START PASSAGE SHOWN

It began when Steve Lopez, now a well-known Los Angeles Times columnist and his wife rented a home near Mae’s Santa Monica cottage in 1999. Mae was nearly 90.
Looking out his window, Steve would see a big yellow Oldsmobile drive by, seemingly driverless, and learned the driver was 4 foot, 10 inch Mae straining to see above the dashboard, as she was always on the go.
As neighbors, they got to know each other and he learned of her background as a long time sales clerk for Henshey’s department store and later as a bookkeeper for the “Lawrence Welk Show.” But Mae had long retired from her working life.
He learned how active she continued to be. Each year she attended the Pageant of the Masters Art Show in Laguna Beach, a 60 mile journey and that she and a neighbor Judy, attended dances at nearby Pepperdine University in Malibu.
Steve saw her read tea leaves not only for him and his wife but for others all over the community and saw she grew beautiful vine ripened tomatoes in her backyard for a local restaurant.
And he learned more of her past. Mae had married Nicholas Laborde, a street car conductor she met on the Red Line, Los Angeles’s original transit system and they had a daughter Shirley. But Nicholas and Shirley had long ago passed away and Mae enthusiastically lived her life for today, enjoying her three grandchildren and eight great-grandchildren.
In 2002 at the age of 93, Mae became the subject of what became multiple articles Steve had written about her in his Times column. As a result of those articles, and other articles about her, Mae was contacted to do television and commercial roles which launched a late and joyful career for her as an entertainer.

END PASSAGE SHOWN
START EXTRACTED RECORDS

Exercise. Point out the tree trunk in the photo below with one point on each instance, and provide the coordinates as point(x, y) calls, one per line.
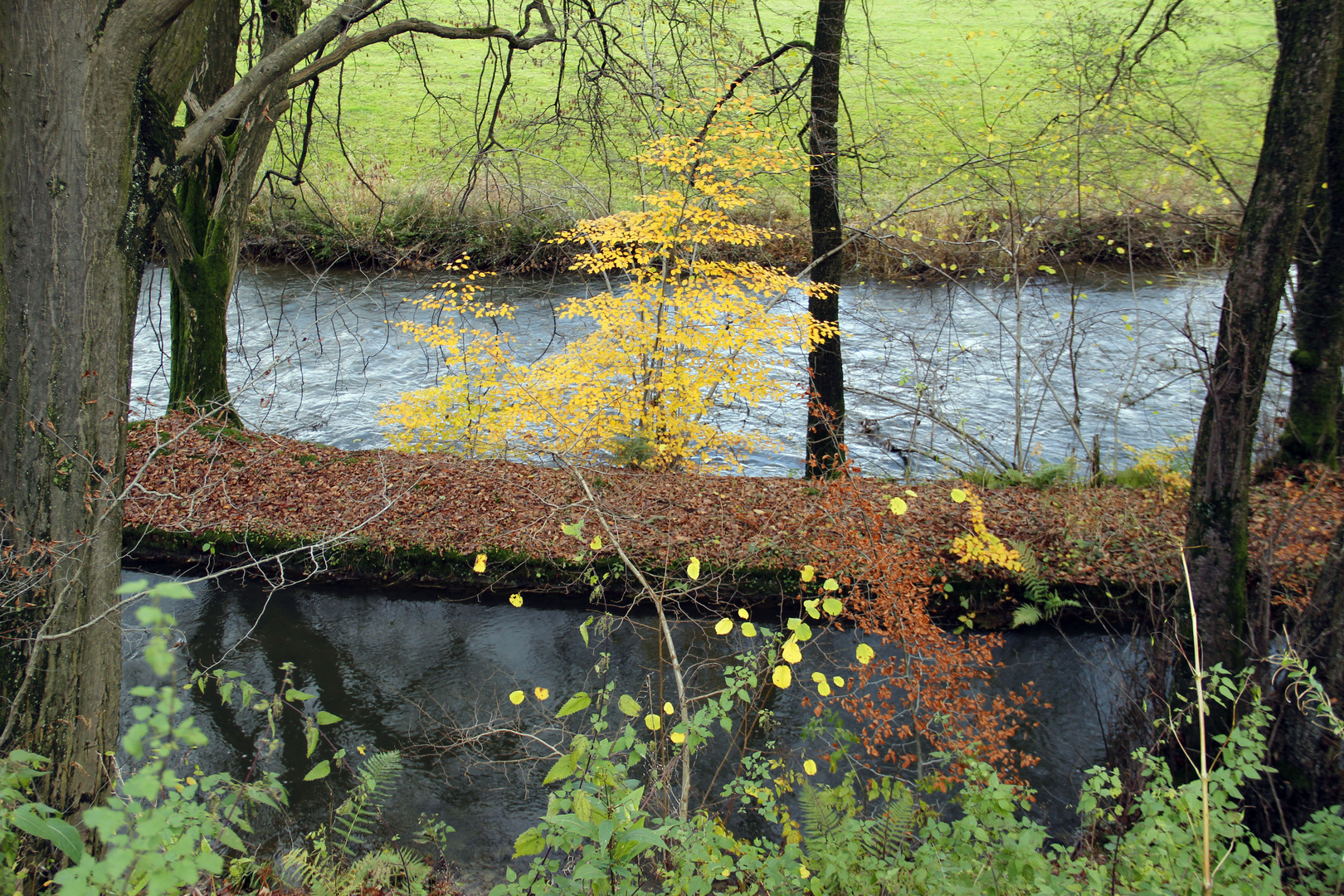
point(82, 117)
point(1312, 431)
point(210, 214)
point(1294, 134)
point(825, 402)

END EXTRACTED RECORDS

■ EXERCISE SET ■
- 1) Duplicate the passage about Mae, starting at "Looking out his" and ending at "her working life.".
- 2) Pick up the passage about Mae after its final sentence and continue it.

■ EXPECTED RESULTS ■
- 1)
Looking out his window, Steve would see a big yellow Oldsmobile drive by, seemingly driverless, and learned the driver was 4 foot, 10 inch Mae straining to see above the dashboard, as she was always on the go.
As neighbors, they got to know each other and he learned of her background as a long time sales clerk for Henshey’s department store and later as a bookkeeper for the “Lawrence Welk Show.” But Mae had long retired from her working life.

- 2)
Most notably, Mae became a cast member on Fox’s Saturday Late Night “Talkshow with Spike Feresten,” a show hosted by former “Seinfeld” and “Simpsons” comedy writer Spike Feresten, which ran from 2006 to 2009. Mae was on the show at least 15 times and did one comedy skit that went viral on the Internet, receiving fan mail and public recognition for it. This was all the more incredible because she hadn’t become an actress until she was 93.
Mae spoke in a gentle voice, but wasn’t shy. Very late in life when she could no longer drive, she needed a ride to a radio show she was on, and according to Steve, she called the Santa Monica Police Department for help. It was such an unusual request; the police chief personally drove her, curious who would make such a request.
Mae was very popular and her 100th birthday, because it was such a big event was held at the Santa Monica YMCA, attracting entertainers and politicians as well as her family and friends.
And then an end came to the life of this remarkable lady. On Monday, January, 9th 2012, 102 year old Mae passed away in her sleep at a Santa Monica assisted living facility. Where had this lovely lady gotten so much positive energy that had made such a wonderful difference in her life?
“I like to keep in touch with things. I just keep busy, and I have fun doing it,” Mae told the Times in 2000, when she was 91. “You have to have a sense of humor and keep happy thoughts. I keep thinking of the nice things that are going to happen.”